Requirement – Write out, word for word, each line from the start of the entries through the one holding "target: flamingo head"; omit the pictures.

Provided data –
______________________________

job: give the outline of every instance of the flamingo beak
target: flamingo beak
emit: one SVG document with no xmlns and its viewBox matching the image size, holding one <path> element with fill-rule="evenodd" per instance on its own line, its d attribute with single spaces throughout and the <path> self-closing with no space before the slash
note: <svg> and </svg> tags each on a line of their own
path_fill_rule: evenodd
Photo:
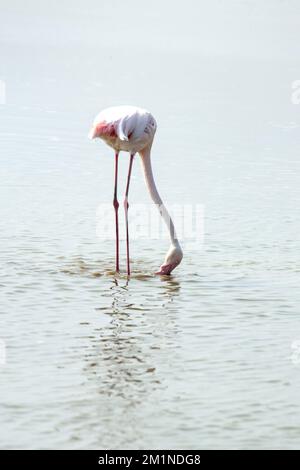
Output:
<svg viewBox="0 0 300 470">
<path fill-rule="evenodd" d="M 170 264 L 163 264 L 160 268 L 159 271 L 157 271 L 155 274 L 159 274 L 161 276 L 169 276 L 173 269 L 175 269 L 177 264 L 175 263 L 170 263 Z"/>
</svg>

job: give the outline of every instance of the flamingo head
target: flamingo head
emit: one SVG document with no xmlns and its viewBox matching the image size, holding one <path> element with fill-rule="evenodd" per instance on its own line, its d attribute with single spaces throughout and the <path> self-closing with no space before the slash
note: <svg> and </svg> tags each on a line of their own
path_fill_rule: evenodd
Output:
<svg viewBox="0 0 300 470">
<path fill-rule="evenodd" d="M 166 254 L 165 261 L 155 274 L 170 275 L 183 258 L 182 249 L 178 246 L 171 245 L 168 253 Z"/>
</svg>

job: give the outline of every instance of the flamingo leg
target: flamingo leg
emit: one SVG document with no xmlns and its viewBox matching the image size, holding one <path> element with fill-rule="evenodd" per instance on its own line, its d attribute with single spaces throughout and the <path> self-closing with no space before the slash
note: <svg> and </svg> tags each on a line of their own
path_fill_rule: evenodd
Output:
<svg viewBox="0 0 300 470">
<path fill-rule="evenodd" d="M 126 184 L 126 191 L 125 191 L 125 199 L 124 199 L 124 210 L 125 210 L 125 224 L 126 224 L 126 253 L 127 253 L 127 275 L 130 276 L 130 260 L 129 260 L 129 230 L 128 230 L 128 192 L 129 192 L 129 184 L 130 184 L 130 177 L 131 177 L 131 170 L 133 164 L 134 153 L 130 154 L 130 162 L 129 162 L 129 169 L 128 169 L 128 176 L 127 176 L 127 184 Z"/>
<path fill-rule="evenodd" d="M 116 220 L 116 271 L 117 271 L 117 273 L 120 271 L 120 268 L 119 268 L 119 217 L 118 217 L 118 210 L 119 210 L 119 202 L 118 202 L 118 159 L 119 159 L 119 152 L 116 152 L 115 153 L 115 189 L 114 189 L 113 206 L 115 208 L 115 220 Z"/>
</svg>

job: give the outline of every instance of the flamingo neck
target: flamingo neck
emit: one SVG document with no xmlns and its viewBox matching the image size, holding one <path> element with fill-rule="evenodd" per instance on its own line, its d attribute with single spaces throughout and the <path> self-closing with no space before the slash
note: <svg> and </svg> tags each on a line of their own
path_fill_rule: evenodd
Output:
<svg viewBox="0 0 300 470">
<path fill-rule="evenodd" d="M 151 199 L 153 200 L 154 204 L 157 206 L 160 215 L 162 216 L 168 231 L 169 231 L 169 236 L 171 240 L 171 244 L 176 247 L 180 248 L 179 241 L 177 239 L 175 227 L 173 220 L 168 213 L 160 195 L 157 190 L 154 177 L 153 177 L 153 172 L 152 172 L 152 165 L 151 165 L 151 145 L 149 147 L 146 147 L 146 149 L 143 149 L 141 152 L 139 152 L 141 155 L 141 160 L 142 160 L 142 168 L 143 168 L 143 173 L 144 173 L 144 178 L 146 182 L 146 186 L 148 188 L 148 191 L 150 193 Z"/>
</svg>

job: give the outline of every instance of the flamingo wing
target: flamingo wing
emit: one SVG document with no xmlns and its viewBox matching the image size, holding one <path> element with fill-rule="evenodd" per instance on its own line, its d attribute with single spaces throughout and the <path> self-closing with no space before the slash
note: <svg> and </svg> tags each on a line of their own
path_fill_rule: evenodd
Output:
<svg viewBox="0 0 300 470">
<path fill-rule="evenodd" d="M 120 140 L 128 141 L 138 127 L 138 113 L 125 114 L 116 122 L 116 132 Z"/>
</svg>

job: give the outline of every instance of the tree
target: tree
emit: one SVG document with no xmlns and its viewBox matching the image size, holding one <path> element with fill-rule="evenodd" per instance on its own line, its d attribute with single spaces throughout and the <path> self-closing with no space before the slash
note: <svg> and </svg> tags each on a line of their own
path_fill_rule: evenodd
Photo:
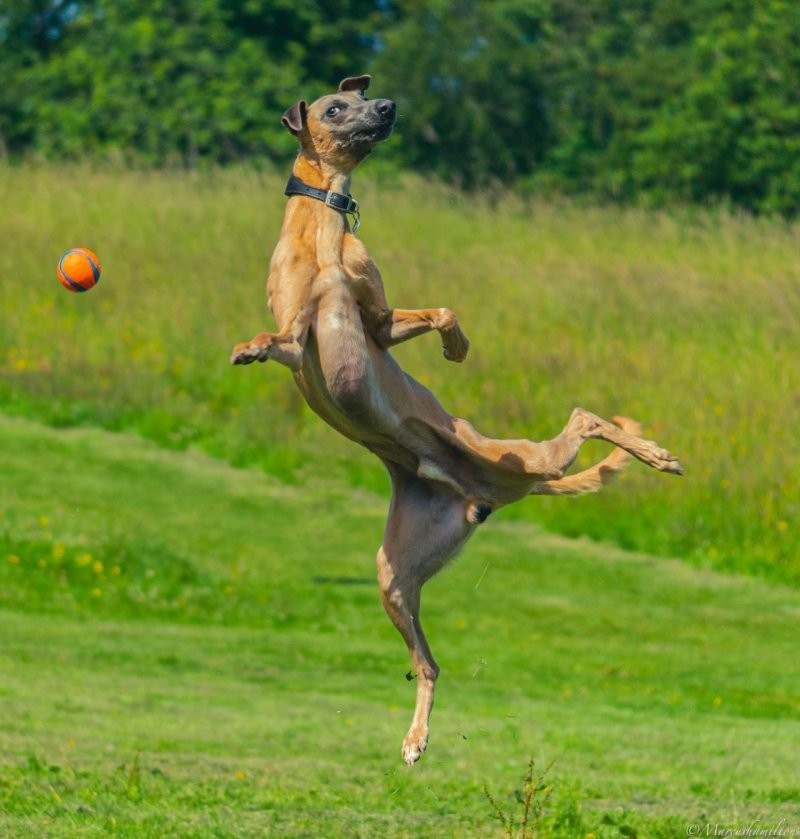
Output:
<svg viewBox="0 0 800 839">
<path fill-rule="evenodd" d="M 0 157 L 33 142 L 25 74 L 49 59 L 73 13 L 69 0 L 5 0 L 0 6 Z"/>
<path fill-rule="evenodd" d="M 2 27 L 8 43 L 31 28 L 25 3 L 17 5 L 14 25 L 7 15 Z M 322 90 L 322 67 L 336 81 L 354 64 L 361 72 L 371 50 L 368 13 L 377 13 L 366 0 L 40 5 L 57 26 L 36 18 L 36 33 L 51 34 L 28 41 L 47 49 L 9 68 L 18 86 L 0 100 L 0 128 L 13 127 L 15 150 L 63 157 L 122 149 L 155 164 L 188 165 L 293 153 L 280 114 L 299 90 Z M 335 35 L 343 7 L 352 17 Z"/>
<path fill-rule="evenodd" d="M 343 77 L 465 188 L 800 207 L 793 0 L 5 0 L 0 156 L 287 159 Z"/>
<path fill-rule="evenodd" d="M 398 101 L 398 156 L 468 187 L 532 171 L 551 140 L 542 79 L 546 3 L 395 6 L 374 68 Z"/>
<path fill-rule="evenodd" d="M 632 187 L 796 213 L 800 6 L 728 2 L 713 11 L 696 35 L 686 86 L 632 138 Z"/>
</svg>

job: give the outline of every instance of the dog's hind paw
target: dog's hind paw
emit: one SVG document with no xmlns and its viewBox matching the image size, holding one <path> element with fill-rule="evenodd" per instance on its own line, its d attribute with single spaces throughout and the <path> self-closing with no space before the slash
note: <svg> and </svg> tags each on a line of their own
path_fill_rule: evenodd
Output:
<svg viewBox="0 0 800 839">
<path fill-rule="evenodd" d="M 631 449 L 631 454 L 638 457 L 643 463 L 658 469 L 660 472 L 669 472 L 672 475 L 683 475 L 683 466 L 674 454 L 662 449 L 655 440 L 641 440 L 641 445 Z"/>
<path fill-rule="evenodd" d="M 672 475 L 683 475 L 683 466 L 674 454 L 666 453 L 662 465 L 658 467 L 662 472 L 669 472 Z"/>
<path fill-rule="evenodd" d="M 413 766 L 428 747 L 428 732 L 417 732 L 413 728 L 403 741 L 403 760 Z"/>
</svg>

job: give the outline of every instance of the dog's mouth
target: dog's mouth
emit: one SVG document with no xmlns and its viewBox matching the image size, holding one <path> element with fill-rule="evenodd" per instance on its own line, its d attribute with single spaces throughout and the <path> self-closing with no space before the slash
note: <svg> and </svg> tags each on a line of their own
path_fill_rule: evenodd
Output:
<svg viewBox="0 0 800 839">
<path fill-rule="evenodd" d="M 362 113 L 361 125 L 355 126 L 350 134 L 349 145 L 371 148 L 385 140 L 392 133 L 397 119 L 397 108 L 391 99 L 375 99 L 369 103 L 369 109 Z"/>
<path fill-rule="evenodd" d="M 394 130 L 394 115 L 391 119 L 381 119 L 353 131 L 347 138 L 350 146 L 374 145 L 386 140 Z"/>
</svg>

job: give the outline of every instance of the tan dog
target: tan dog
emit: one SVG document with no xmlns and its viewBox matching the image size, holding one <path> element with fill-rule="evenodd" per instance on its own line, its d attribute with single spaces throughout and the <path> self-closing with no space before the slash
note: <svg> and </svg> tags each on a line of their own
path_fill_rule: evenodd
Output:
<svg viewBox="0 0 800 839">
<path fill-rule="evenodd" d="M 355 167 L 392 131 L 395 105 L 369 101 L 370 77 L 345 79 L 337 93 L 300 101 L 283 123 L 300 142 L 291 197 L 270 263 L 269 306 L 277 333 L 237 344 L 234 364 L 273 359 L 286 365 L 311 408 L 337 431 L 374 452 L 392 479 L 378 551 L 381 599 L 402 634 L 418 677 L 403 758 L 419 760 L 439 668 L 419 620 L 420 590 L 464 545 L 479 523 L 527 495 L 574 495 L 599 489 L 632 454 L 681 474 L 675 457 L 636 435 L 636 423 L 612 424 L 576 408 L 554 439 L 492 440 L 450 416 L 433 394 L 403 372 L 389 347 L 431 330 L 445 358 L 463 361 L 469 342 L 449 309 L 393 309 L 381 275 L 351 232 Z M 604 461 L 564 477 L 584 441 L 615 449 Z"/>
</svg>

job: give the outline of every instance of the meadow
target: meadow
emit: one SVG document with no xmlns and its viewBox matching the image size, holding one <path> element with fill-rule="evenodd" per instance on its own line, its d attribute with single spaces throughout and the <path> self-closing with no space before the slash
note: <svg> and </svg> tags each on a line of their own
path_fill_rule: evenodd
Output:
<svg viewBox="0 0 800 839">
<path fill-rule="evenodd" d="M 353 189 L 390 302 L 450 306 L 472 341 L 460 366 L 436 336 L 396 350 L 451 413 L 531 439 L 557 434 L 576 405 L 627 414 L 687 470 L 675 480 L 636 465 L 617 490 L 513 515 L 800 579 L 796 226 L 467 200 L 375 168 Z M 4 410 L 197 446 L 297 483 L 342 469 L 385 492 L 380 464 L 324 427 L 285 370 L 228 365 L 233 343 L 272 323 L 263 289 L 282 185 L 242 170 L 5 167 Z M 62 293 L 53 276 L 75 244 L 103 261 L 89 295 Z M 587 447 L 582 463 L 604 451 Z"/>
<path fill-rule="evenodd" d="M 397 348 L 493 436 L 582 405 L 681 456 L 493 517 L 425 589 L 429 753 L 373 556 L 388 481 L 276 365 L 283 176 L 0 168 L 0 835 L 800 830 L 798 229 L 356 179 Z M 55 264 L 85 245 L 88 294 Z M 580 465 L 603 456 L 587 446 Z M 519 830 L 517 830 L 519 833 Z"/>
</svg>

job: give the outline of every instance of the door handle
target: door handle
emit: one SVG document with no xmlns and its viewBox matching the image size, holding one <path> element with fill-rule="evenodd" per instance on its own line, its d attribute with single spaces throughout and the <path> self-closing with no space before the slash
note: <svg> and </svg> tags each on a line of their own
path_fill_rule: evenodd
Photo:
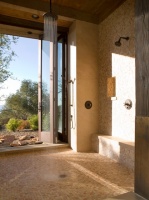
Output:
<svg viewBox="0 0 149 200">
<path fill-rule="evenodd" d="M 41 111 L 41 102 L 38 103 L 38 111 Z"/>
</svg>

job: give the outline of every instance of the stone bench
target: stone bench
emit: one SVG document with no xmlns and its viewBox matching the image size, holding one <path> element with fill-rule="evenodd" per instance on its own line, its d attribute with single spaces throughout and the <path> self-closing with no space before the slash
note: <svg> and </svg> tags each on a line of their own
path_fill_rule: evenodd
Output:
<svg viewBox="0 0 149 200">
<path fill-rule="evenodd" d="M 134 170 L 134 142 L 108 135 L 93 135 L 92 149 Z"/>
</svg>

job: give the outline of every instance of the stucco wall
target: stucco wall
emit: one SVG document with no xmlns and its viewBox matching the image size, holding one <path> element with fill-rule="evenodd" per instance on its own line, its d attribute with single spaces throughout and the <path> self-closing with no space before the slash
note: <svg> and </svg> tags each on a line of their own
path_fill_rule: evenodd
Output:
<svg viewBox="0 0 149 200">
<path fill-rule="evenodd" d="M 120 47 L 115 46 L 119 37 Z M 99 25 L 99 133 L 134 141 L 135 135 L 135 46 L 134 0 L 127 0 Z M 116 77 L 116 97 L 107 97 L 107 78 Z M 132 100 L 132 109 L 124 107 Z"/>
<path fill-rule="evenodd" d="M 70 145 L 79 152 L 91 150 L 91 136 L 98 133 L 98 25 L 75 21 L 70 27 L 69 115 Z M 76 59 L 76 61 L 75 61 Z M 86 109 L 85 102 L 92 108 Z"/>
</svg>

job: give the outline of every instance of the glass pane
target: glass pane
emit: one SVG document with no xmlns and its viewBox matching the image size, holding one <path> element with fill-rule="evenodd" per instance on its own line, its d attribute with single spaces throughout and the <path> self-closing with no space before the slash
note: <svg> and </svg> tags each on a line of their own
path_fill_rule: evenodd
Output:
<svg viewBox="0 0 149 200">
<path fill-rule="evenodd" d="M 62 43 L 58 43 L 58 132 L 62 133 Z"/>
<path fill-rule="evenodd" d="M 50 43 L 42 41 L 41 131 L 50 132 Z"/>
</svg>

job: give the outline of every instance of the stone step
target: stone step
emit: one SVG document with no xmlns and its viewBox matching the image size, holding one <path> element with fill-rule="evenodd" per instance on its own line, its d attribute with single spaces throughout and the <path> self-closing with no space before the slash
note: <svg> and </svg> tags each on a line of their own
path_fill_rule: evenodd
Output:
<svg viewBox="0 0 149 200">
<path fill-rule="evenodd" d="M 108 135 L 93 135 L 93 151 L 134 170 L 134 142 Z"/>
<path fill-rule="evenodd" d="M 134 192 L 128 192 L 105 200 L 147 200 L 147 199 L 144 199 L 143 197 L 135 194 Z"/>
</svg>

______________________________

Solved exercise –
job: give the outline of every instance of the flamingo beak
target: flamingo beak
emit: one SVG document with no xmlns and its viewBox matching the image size, holding one <path> element with fill-rule="evenodd" per instance on its own line, its d attribute with single spaces throughout and the <path> self-closing with no space before the slash
note: <svg> and </svg> tags each on a line of their own
path_fill_rule: evenodd
Photo:
Output:
<svg viewBox="0 0 300 470">
<path fill-rule="evenodd" d="M 170 264 L 163 264 L 160 268 L 159 271 L 157 271 L 155 274 L 159 274 L 161 276 L 169 276 L 173 269 L 175 269 L 177 264 L 175 263 L 170 263 Z"/>
</svg>

job: give the outline of every instance of the flamingo head
target: flamingo head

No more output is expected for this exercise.